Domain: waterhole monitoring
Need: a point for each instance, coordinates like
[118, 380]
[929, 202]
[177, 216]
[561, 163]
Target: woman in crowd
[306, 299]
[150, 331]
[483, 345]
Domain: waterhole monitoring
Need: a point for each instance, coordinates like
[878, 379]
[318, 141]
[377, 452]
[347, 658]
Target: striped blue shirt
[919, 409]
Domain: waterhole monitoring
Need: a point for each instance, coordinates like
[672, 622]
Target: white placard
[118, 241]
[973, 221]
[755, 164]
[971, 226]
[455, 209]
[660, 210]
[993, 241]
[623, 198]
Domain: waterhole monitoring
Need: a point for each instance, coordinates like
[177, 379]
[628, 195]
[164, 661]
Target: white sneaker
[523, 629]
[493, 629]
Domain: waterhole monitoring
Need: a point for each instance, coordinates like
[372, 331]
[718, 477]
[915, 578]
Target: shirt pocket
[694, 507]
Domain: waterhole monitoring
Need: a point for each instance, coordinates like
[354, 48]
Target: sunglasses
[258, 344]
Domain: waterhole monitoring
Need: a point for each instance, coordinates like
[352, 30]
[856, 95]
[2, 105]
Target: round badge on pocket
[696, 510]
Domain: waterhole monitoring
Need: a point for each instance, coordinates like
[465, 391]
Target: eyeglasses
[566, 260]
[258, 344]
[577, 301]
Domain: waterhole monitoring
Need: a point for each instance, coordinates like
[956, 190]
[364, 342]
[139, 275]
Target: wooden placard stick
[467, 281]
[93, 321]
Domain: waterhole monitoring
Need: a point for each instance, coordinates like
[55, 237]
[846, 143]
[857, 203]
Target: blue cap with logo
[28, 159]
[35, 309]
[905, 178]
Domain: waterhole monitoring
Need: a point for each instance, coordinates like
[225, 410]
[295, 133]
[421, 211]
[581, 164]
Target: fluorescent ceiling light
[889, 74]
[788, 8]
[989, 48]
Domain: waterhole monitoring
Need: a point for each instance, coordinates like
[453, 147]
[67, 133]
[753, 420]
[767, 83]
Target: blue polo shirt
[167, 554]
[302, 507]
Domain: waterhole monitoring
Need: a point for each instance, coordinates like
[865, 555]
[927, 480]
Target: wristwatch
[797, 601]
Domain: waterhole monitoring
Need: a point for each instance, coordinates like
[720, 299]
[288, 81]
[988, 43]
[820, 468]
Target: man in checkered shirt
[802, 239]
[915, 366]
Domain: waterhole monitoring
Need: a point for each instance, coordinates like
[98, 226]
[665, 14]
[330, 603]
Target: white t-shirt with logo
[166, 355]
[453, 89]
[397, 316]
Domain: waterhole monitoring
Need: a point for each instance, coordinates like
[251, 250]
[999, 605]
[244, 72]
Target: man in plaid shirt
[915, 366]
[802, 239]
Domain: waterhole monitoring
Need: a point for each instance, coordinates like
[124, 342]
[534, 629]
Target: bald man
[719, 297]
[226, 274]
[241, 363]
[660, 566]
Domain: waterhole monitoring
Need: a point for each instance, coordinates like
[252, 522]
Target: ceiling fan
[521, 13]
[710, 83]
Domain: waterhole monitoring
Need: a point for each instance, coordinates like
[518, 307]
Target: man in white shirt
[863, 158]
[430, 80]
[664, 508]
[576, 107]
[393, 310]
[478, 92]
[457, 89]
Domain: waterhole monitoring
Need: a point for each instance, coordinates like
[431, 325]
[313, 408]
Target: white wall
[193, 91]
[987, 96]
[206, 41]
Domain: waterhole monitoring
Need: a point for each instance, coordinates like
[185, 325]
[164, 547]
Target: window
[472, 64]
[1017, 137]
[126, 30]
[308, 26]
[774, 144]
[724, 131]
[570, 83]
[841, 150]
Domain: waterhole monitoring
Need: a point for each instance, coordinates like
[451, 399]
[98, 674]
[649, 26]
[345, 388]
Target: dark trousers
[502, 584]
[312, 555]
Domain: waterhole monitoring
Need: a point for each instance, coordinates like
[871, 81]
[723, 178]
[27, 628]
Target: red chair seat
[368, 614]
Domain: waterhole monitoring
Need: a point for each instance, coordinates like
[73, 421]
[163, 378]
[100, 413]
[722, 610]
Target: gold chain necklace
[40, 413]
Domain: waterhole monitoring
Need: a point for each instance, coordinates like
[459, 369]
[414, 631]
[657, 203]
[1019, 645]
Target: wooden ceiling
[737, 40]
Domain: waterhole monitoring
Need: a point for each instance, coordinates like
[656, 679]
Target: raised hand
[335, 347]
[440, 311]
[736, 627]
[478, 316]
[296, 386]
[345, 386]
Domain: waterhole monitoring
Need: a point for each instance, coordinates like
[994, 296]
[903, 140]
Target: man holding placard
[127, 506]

........

> **WHAT TO DO**: All of the data above is to be transcribed without alteration.

> **PROBLEM SOLUTION**:
Domain: waterhole monitoring
Need: a point for each instance, coordinates like
[118, 380]
[929, 202]
[177, 216]
[561, 163]
Target: woman in crowd
[306, 299]
[150, 331]
[483, 345]
Domain: waterhole monitoring
Need: a point for each instance, coordinates like
[878, 379]
[318, 141]
[377, 452]
[347, 658]
Target: striped blue shirt
[919, 409]
Domain: waterhole monitoring
Need: a point for each instance, coordinates like
[672, 622]
Target: white placard
[118, 241]
[973, 221]
[755, 164]
[971, 226]
[455, 209]
[660, 210]
[993, 241]
[623, 198]
Domain: waterhole monitoring
Need: a point for each instance, coordinates like
[177, 379]
[628, 195]
[164, 661]
Target: white sneaker
[523, 629]
[493, 629]
Domain: waterhole monitoring
Need: a point for each instance, coordinates like
[372, 331]
[718, 477]
[915, 578]
Target: shirt pocket
[694, 507]
Domain: waterhole monitoring
Need: a point for each instance, coordinates like
[354, 48]
Target: sunglasses
[258, 344]
Domain: waterhole monitoring
Need: a point for each instance, coordinates like
[352, 30]
[856, 95]
[2, 105]
Target: round badge on pocket
[696, 510]
Domain: waterhole monitoring
Need: a point for each instance, coordinates like
[465, 391]
Target: eyeglasses
[566, 260]
[258, 344]
[577, 301]
Domain: waterhole monitoring
Need: a point for each instance, coordinates like
[956, 190]
[364, 342]
[139, 275]
Target: wooden placard stick
[467, 281]
[93, 321]
Domain: waterhole monitoring
Need: a point for each instance, coordinates like
[55, 237]
[846, 143]
[857, 203]
Target: blue cap with logo
[28, 159]
[35, 309]
[905, 178]
Domain: waterhole monitoring
Need: a point for each instance, coordinates like
[225, 410]
[295, 133]
[421, 211]
[581, 164]
Target: fluorescent ceiling light
[889, 74]
[788, 8]
[989, 48]
Domain: waterhole monitoring
Need: a point for each instance, coordinates like
[453, 147]
[67, 133]
[753, 420]
[767, 83]
Target: blue polo shirt
[167, 554]
[302, 507]
Domain: waterhole monitoring
Need: a point for each instance, coordinates like
[865, 555]
[927, 480]
Target: wristwatch
[797, 601]
Domain: waterhole monitoring
Need: a point for each instance, coordinates like
[720, 299]
[288, 81]
[988, 43]
[820, 468]
Target: man in checkered shirt
[802, 239]
[915, 366]
Domain: waterhole monitoring
Need: a point for each instance, coordinates like
[98, 226]
[665, 14]
[330, 603]
Target: white t-shirt with logo
[166, 355]
[453, 89]
[397, 316]
Domain: waterhole monitoring
Need: a point for each instance, coordinates like
[251, 250]
[999, 605]
[244, 72]
Target: man in plaid shirt
[915, 366]
[802, 239]
Domain: waterhole monitoring
Need: a point for each instance, coordinates like
[124, 342]
[534, 629]
Target: bald man
[719, 297]
[226, 274]
[241, 363]
[660, 566]
Domain: waterhole monitoring
Need: a point for each instance, coordinates like
[252, 522]
Target: ceiling fan
[521, 13]
[710, 83]
Domain: waterhole monitoring
Need: a point for each instance, coordinates like
[518, 307]
Target: man in white shirt
[863, 158]
[430, 80]
[664, 508]
[576, 107]
[393, 310]
[478, 92]
[457, 89]
Domain: waterhole monitoring
Need: a point for each instance, coordinates like
[431, 325]
[313, 408]
Target: white wall
[193, 91]
[987, 96]
[206, 41]
Domain: waterhole monitoring
Need: a point for each instance, coordinates like
[185, 325]
[164, 547]
Target: window
[472, 64]
[1017, 137]
[126, 30]
[308, 26]
[774, 144]
[724, 131]
[570, 83]
[841, 150]
Domain: waterhole monitoring
Need: a point for each instance, coordinates like
[451, 399]
[98, 674]
[649, 26]
[345, 388]
Target: dark trousers
[502, 584]
[312, 555]
Domain: waterhole monitoring
Need: a point for each instance, coordinates like
[871, 81]
[723, 178]
[27, 628]
Target: red chair seat
[368, 614]
Domain: waterhole monitoring
Need: a point for each instance, coordinates like
[73, 421]
[163, 378]
[100, 413]
[722, 610]
Target: gold chain necklace
[40, 413]
Domain: waterhole monitoring
Need: a point for each instance, coordinates like
[459, 369]
[414, 631]
[657, 203]
[1019, 645]
Target: wooden ceiling
[737, 40]
Domain: waterhole monitoring
Need: a point for each instance, coordinates like
[656, 679]
Target: raised hand
[335, 347]
[440, 311]
[736, 627]
[478, 316]
[296, 386]
[345, 386]
Domain: waterhole monitoring
Need: a point for each instance, coordinates like
[994, 296]
[903, 140]
Target: man holding placard
[127, 506]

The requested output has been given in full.